### Action item
Set down exactly the lines below between the line holding "Query: green background" and the line holding "column 127, row 376", inclusive; no other line belongs in the answer.

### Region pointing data
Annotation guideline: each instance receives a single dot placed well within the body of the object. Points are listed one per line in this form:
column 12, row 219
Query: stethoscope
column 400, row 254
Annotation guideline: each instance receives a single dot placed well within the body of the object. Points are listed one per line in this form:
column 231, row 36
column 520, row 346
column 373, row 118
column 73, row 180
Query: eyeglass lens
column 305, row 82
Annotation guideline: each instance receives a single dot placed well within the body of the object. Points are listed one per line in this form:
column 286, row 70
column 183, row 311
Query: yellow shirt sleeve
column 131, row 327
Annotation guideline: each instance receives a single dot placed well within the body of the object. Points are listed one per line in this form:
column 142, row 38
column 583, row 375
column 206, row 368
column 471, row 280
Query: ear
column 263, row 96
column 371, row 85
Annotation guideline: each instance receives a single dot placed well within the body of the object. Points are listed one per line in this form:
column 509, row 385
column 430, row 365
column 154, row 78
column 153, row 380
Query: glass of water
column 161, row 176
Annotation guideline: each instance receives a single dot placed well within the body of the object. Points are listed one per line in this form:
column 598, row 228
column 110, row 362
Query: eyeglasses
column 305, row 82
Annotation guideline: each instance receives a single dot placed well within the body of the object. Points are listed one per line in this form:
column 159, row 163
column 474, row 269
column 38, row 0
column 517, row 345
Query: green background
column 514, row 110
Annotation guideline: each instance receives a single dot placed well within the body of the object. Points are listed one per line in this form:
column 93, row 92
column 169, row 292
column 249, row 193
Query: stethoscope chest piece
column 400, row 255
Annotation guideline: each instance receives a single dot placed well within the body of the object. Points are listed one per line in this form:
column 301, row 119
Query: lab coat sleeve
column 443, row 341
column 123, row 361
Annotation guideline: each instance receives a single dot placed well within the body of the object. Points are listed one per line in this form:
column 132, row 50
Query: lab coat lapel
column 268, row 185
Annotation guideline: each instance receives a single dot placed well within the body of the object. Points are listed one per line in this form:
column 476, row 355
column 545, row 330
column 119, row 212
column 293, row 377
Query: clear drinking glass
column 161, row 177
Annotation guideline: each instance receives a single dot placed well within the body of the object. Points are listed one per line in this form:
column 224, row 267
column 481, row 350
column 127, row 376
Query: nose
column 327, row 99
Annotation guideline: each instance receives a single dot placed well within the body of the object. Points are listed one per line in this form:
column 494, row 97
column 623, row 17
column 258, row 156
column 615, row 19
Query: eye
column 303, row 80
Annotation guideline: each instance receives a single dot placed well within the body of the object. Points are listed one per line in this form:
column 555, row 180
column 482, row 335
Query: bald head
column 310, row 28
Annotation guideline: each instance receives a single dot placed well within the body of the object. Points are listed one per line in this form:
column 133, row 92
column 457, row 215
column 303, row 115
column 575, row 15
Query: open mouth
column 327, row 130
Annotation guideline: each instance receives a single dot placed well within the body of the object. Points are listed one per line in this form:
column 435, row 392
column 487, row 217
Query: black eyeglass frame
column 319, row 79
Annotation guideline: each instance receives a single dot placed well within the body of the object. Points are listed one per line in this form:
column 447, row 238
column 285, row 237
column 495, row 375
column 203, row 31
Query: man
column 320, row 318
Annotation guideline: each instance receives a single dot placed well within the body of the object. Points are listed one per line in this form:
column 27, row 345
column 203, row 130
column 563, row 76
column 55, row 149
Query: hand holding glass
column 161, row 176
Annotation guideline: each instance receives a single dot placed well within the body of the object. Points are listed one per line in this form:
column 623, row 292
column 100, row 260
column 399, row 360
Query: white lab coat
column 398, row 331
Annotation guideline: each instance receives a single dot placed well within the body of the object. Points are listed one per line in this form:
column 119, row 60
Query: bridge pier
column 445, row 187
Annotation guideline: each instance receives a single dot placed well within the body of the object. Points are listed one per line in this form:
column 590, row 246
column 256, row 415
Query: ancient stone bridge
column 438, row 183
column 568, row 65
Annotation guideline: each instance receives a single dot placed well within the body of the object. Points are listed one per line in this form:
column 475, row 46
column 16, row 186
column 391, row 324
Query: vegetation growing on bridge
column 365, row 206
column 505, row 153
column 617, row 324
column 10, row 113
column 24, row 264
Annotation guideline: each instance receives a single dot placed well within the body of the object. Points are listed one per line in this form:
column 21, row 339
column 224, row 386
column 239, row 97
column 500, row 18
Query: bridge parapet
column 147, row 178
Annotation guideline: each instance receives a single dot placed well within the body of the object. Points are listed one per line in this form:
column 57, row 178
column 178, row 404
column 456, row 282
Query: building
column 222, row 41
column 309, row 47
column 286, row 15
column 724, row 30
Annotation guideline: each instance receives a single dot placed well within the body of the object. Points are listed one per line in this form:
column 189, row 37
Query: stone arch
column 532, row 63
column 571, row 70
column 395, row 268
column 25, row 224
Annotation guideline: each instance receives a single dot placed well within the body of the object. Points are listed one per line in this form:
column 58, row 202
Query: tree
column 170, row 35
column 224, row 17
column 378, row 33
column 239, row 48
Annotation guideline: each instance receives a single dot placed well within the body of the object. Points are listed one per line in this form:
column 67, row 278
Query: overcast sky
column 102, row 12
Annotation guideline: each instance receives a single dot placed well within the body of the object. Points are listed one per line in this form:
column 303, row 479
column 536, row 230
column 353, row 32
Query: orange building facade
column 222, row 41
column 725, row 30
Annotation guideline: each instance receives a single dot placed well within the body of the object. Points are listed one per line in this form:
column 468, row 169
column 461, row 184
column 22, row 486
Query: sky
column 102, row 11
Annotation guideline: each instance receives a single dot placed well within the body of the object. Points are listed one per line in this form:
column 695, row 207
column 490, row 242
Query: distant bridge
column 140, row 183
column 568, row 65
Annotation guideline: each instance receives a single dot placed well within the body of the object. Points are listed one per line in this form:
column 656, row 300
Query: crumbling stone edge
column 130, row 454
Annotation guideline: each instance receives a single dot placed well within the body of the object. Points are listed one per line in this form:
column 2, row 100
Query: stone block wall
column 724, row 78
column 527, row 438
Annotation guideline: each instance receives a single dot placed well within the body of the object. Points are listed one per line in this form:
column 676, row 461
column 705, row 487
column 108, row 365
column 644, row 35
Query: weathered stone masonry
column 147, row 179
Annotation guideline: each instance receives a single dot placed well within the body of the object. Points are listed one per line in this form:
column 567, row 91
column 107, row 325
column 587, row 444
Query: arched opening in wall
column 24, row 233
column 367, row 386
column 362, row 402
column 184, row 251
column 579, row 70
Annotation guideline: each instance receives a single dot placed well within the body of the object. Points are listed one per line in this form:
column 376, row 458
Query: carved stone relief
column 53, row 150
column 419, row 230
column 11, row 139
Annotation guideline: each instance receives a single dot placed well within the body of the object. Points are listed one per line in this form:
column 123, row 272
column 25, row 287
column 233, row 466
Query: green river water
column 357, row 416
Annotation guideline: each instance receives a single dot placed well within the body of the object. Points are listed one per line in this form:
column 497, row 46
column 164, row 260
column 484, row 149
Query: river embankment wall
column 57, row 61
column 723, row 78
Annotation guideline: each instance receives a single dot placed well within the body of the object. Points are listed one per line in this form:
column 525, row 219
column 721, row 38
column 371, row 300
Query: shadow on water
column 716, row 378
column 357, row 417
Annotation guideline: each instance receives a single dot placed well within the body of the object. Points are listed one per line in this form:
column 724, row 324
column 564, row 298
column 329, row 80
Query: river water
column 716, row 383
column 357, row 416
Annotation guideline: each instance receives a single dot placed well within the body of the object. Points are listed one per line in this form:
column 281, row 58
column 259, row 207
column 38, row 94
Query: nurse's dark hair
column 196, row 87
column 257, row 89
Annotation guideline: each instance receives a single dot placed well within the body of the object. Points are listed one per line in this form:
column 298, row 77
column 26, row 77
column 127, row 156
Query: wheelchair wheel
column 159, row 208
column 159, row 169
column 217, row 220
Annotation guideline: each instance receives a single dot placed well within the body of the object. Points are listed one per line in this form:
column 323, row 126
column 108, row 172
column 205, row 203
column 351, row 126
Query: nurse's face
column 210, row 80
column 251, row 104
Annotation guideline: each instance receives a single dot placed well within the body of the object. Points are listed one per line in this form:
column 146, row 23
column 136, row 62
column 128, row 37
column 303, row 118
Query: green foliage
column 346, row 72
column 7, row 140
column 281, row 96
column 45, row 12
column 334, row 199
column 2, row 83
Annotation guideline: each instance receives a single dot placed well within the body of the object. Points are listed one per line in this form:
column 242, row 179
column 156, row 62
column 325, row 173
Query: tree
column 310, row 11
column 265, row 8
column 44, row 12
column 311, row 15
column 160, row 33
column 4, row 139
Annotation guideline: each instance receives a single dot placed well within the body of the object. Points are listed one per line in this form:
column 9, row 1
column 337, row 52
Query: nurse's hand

### Reply
Query: green background
column 514, row 110
Annotation guideline: each instance receives a single dot placed well within the body of the object. Points are listed one per line in this form:
column 93, row 92
column 169, row 292
column 249, row 193
Query: stethoscope chest piece
column 400, row 255
Annotation guideline: each instance receives a single dot placed well within the body of the object. Points are listed one per line in this form:
column 301, row 119
Query: lab coat sleeve
column 443, row 341
column 123, row 361
Annotation guideline: each instance receives a single dot placed well within the body of the object. Points are listed one per line in this form:
column 132, row 50
Query: lab coat lapel
column 268, row 185
Annotation guideline: each instance receives a single dot placed well within the body of the object. Points are listed one per line in this form:
column 476, row 355
column 545, row 330
column 119, row 212
column 293, row 377
Query: clear drinking glass
column 161, row 177
Annotation guideline: each instance receives a single dot placed well within the body of the object. Points are listed one per line in this form:
column 224, row 267
column 481, row 350
column 127, row 376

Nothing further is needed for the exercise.